Point-based annotation data
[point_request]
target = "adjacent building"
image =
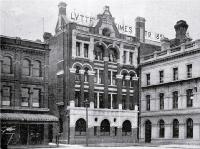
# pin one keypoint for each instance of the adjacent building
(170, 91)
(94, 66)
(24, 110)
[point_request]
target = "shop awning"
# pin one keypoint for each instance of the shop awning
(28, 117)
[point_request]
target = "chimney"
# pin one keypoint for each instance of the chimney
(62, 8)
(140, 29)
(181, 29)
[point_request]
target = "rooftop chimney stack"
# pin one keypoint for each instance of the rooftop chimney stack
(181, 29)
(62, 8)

---

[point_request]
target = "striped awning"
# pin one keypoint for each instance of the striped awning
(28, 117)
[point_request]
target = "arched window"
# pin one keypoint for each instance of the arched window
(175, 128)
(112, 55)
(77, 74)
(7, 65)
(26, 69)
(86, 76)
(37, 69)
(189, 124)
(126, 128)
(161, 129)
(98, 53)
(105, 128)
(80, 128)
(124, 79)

---

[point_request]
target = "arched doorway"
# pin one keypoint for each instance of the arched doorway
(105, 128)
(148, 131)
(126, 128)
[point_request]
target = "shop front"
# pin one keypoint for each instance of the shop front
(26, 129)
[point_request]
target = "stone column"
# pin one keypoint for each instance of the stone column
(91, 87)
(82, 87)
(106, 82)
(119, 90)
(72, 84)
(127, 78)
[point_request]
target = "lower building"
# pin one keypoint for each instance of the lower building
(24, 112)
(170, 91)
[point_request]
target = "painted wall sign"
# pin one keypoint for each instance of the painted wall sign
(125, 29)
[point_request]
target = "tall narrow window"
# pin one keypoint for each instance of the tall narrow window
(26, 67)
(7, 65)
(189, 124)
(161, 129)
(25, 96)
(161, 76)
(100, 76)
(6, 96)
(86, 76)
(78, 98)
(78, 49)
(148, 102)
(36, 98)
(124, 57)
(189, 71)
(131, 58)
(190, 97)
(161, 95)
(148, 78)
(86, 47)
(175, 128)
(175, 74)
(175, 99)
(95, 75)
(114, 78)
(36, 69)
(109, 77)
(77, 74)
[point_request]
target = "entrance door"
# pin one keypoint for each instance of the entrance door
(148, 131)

(DIRECTIVE):
State how many lines of the data contain the string "lower", and reply with that number alone.

(EXERCISE ANSWER):
2